__THE TASK__
Can you return, word for word, the part of the VMware troubleshooting thread below that runs between "With regard to" and "you can tell.", inclusive?

__PASSAGE PROVIDED__
# # # # #
Sounds like you shouldn't be running into any resource problems or SCSI stuff dangling off into nowhere especially if both the new and old VMs have the same problem.

Looking at vmware logs is a chore at the best of times (I swear they design them to be as "you should buy a support contract"-readable as possible, hence why I'd recommend getting on the shell of the host via SSH, clearing out the logs so that they're all as empty as possible and see if you can see what it's doing. whitey's comment about esxtop is valid as well - be handy to see if there's a period of disc activity or a CPU bottleneck or similar before the power-on event happens.
 

JimPhreak

Active Member
Oct 10, 2013
553
55
28
1) Think you've actually included the screenie from the CPU tab there rather than memory :) But if you haven't been tweaking settings, out-of-the-box VMware will leave those set at "unlimited" with no reservation. The reservation size affects the amount of space given to the .vswp files when you're running in a resource-constrained scenario.

Sounds like you shouldn't be running into any resource problems or SCSI stuff dangling off into nowhere especially if both the new and old VMs have the same problem.

Looking at vmware logs is a chore at the best of times (I swear they design them to be as "you should buy a support contract"-readable as possible, hence why I'd recommend getting on the shell of the host via SSH, clearing out the logs so that they're all as empty as possible and see if you can see what it's doing. whitey's comment about esxtop is valid as well - be handy to see if there's a period of disc activity or a CPU bottleneck or similar before the power-on event happens.
You're right about the screen shot, I just fixed that in my previous post.

As for the logs, I'll go ahead and clear them and see what I can find.
 

JimPhreak

Active Member
Oct 10, 2013
553
55
28
Ok finally have some time to troubleshoot this issue. I've been working on getting my storage VM going as preclearing 8TB drives takes a LONG time so I wanted to get that going.

With regard to esxtop, what should I be looking for? I've shut down all my non-essential VMs so the only ones running are pfSense, Media Server, and Storage Server. When I click to startup a VM, are there some indicators I should be looking for specifically in esxtop?

I've never really had to troubleshoot ESXi as I'm sure you can tell.
# # # # #
__STORED ROWS__
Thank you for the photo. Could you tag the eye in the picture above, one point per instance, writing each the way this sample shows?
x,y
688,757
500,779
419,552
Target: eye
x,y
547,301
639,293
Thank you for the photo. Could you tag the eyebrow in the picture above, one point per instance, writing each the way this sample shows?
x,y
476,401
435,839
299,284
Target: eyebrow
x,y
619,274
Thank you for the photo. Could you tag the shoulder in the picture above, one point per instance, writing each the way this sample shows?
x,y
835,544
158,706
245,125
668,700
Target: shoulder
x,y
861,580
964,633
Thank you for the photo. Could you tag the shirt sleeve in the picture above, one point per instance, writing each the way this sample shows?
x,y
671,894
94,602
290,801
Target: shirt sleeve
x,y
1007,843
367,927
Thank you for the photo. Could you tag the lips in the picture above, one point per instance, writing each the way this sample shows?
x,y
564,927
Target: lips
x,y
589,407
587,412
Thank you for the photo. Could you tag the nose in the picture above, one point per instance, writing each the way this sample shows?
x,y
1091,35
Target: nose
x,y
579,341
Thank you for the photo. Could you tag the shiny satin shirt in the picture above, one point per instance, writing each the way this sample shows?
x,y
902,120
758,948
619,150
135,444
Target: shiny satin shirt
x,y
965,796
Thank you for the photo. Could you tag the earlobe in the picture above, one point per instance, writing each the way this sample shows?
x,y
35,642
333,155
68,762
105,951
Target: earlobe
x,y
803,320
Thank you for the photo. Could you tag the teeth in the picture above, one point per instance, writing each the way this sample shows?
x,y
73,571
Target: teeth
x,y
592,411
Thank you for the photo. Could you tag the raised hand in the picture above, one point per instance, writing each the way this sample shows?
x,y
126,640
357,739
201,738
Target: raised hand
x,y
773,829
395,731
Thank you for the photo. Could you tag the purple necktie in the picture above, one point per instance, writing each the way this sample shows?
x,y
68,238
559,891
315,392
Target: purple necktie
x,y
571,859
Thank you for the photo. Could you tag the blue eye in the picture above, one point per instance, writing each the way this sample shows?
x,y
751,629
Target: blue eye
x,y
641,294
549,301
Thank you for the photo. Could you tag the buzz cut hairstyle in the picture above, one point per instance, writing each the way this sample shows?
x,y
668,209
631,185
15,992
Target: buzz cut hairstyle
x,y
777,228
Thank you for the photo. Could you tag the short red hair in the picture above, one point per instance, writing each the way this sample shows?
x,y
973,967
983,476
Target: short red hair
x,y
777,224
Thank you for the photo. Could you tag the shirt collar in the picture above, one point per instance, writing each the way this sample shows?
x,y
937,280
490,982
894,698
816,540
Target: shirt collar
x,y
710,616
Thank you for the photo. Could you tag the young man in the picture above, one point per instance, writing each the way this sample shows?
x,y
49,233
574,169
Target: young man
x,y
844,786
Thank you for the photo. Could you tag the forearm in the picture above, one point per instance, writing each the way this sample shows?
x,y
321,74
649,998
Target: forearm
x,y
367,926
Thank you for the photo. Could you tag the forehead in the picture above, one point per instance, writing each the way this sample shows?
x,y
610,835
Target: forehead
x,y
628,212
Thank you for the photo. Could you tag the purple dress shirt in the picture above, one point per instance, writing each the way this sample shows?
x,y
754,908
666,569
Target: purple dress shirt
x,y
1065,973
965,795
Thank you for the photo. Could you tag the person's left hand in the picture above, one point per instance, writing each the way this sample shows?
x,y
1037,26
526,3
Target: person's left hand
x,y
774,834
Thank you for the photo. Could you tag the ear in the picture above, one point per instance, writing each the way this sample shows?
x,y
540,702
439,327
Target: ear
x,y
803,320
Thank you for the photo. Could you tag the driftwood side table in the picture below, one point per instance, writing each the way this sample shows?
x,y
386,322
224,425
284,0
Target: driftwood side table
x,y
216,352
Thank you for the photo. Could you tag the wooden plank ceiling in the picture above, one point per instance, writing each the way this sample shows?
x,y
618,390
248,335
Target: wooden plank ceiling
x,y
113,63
# # # # #
__RESULT FOR THIS EXERCISE__
With regard to esxtop, what should I be looking for? I've shut down all my non-essential VMs so the only ones running are pfSense, Media Server, and Storage Server. When I click to startup a VM, are there some indicators I should be looking for specifically in esxtop?

I've never really had to troubleshoot ESXi as I'm sure you can tell.